EXTRAIT DU TEXTE:
Cette pièce, émouvante et simple, répond exactement à la définition de Diderot. Sedaine y fait l'apologie de la profession de commerçant en des termes qui rappellent ceux de Voltaire dans les Lettres Anglaises.

M. Vanderk père. - Quel état, mon fils, que celui d'un homme qui, d'un trait de plume, se fait obéir d'un bout de l'univers à l'autre! Son nom, son seing n'a pas besoin, comme la monnaie d'un souverain, que la valeur du métal serve de caution à l'empreinte : sa personne a tout fait : il a signé, cela suffit... Nous sommes, sur la surface de la terre, autant de fils qui lient ensemble les nations, et les ramènent à la paix par la nécessité du commerce. (II, 4).
Auteurs divers. 
Il y eut, jusqu'à la Révolution, un nombre considérable de drames représentés sans qu'aucune oeuvre de valeur mérite d'arrêter l'attention. Il suffit de signaler l'échec de Beaumarchais dans ce genre avec Eugénie (1767), Les Deux Amis (1770), La Mère coupable (1792), suite du Mariage de Figaro, et les tentatives de Mercier, tempérament fougueux, révolté contre les règles dans son traité du Théâtre ou Nouvel essai sur l'Art dramatique (1773), auteur applaudi de la Brouette du Vinaigrier, qui essaya du drame historique et national Jean Hennuyer (1772), La Destruction de la Ligue (1782), La Mort de Louis XI (1783).

Le drame, qui avait eu la noble ambition d'avoir une action sociale, n'aboutit qu'à une production de plus en plus médiocre, gâtée par une sensiblerie fade et déclamatoire. Créé pour la bourgeoisie, il ne songea bientôt plus qu'à plaire au peuple et devint le mélodrame.

Le théâtre sous la Révolution

La Révolution donna la liberté du théâtre comme les autres, et les spectacles se multiplièrent, bientôt surveillés et dirigés par la Convention, puis par la censure impériale.

Les pièces d'actualité.
Chose toute nouvelle, la scène fait concurrence à la chronique. Les événements de chaque jour y sont commentés et traduits dans des pièces d'actualité, improvisées bien souvent en vingt-quatre heures. Les unes sont politiques, attaquent le clergé et les rois, raillent la noblesse, célèbrent les vertus républicaines. Les autres sont patriotiques et représentent les faits d'armes de la République et de l'Empire avec tambours, clairons, défilés, coups de canon et Marseillaise. Toutes ont un intérêt plutôt documentaire que dramatique.

La tragédie.
Les poètes tragiques continuent à appliquer la formule de Voltaire.

VOTRE OBJECTIF:
Selon l'extrait du texte, que devint le drame lorsqu'il ne chercha plus qu'à plaire au peuple ?

EXTRAIT DES DONNÉES:
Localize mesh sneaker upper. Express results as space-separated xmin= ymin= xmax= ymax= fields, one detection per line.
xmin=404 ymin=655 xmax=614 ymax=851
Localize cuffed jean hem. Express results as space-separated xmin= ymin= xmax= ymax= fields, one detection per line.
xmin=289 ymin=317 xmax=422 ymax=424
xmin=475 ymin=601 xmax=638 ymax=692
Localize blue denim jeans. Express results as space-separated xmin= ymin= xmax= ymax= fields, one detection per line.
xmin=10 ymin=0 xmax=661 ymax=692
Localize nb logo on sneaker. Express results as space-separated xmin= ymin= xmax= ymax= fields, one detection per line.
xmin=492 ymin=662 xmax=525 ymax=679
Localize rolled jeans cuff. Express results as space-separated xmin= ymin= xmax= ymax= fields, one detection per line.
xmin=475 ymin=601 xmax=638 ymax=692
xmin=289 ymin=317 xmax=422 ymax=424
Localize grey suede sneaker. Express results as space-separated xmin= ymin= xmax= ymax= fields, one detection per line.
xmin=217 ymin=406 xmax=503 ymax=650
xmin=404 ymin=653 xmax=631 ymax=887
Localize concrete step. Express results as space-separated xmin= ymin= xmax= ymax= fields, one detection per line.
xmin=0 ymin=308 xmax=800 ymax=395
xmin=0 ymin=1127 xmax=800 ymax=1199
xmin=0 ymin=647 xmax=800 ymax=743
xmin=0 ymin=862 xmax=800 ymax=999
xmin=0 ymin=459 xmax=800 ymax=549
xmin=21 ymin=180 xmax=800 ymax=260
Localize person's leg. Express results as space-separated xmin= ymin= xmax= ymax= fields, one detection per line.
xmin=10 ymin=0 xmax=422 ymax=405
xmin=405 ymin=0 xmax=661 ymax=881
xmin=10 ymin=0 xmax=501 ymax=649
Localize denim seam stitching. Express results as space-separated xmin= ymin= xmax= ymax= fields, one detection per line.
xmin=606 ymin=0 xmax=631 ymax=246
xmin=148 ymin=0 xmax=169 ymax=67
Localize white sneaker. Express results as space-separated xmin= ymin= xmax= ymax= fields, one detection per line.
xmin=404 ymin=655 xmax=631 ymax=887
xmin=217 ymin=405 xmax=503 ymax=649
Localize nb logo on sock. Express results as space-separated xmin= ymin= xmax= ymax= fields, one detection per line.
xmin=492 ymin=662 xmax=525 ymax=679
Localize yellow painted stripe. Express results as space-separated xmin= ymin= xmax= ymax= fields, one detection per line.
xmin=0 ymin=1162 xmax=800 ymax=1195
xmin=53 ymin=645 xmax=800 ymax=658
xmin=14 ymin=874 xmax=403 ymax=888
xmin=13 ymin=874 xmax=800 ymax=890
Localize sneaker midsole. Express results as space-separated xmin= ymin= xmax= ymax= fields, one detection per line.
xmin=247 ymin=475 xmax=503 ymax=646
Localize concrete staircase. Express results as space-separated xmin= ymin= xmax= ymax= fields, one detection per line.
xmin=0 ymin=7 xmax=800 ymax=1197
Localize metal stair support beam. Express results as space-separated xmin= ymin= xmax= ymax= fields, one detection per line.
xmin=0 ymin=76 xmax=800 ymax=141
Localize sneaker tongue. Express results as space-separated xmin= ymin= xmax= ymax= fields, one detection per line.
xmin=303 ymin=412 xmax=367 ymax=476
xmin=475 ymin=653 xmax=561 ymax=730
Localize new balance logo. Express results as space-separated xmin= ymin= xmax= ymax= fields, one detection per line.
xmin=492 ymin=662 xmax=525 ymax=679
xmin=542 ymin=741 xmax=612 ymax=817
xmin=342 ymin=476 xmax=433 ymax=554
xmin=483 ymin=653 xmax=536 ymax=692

RÉPONSE AU PROBLÈME:
Il devint le mélodrame.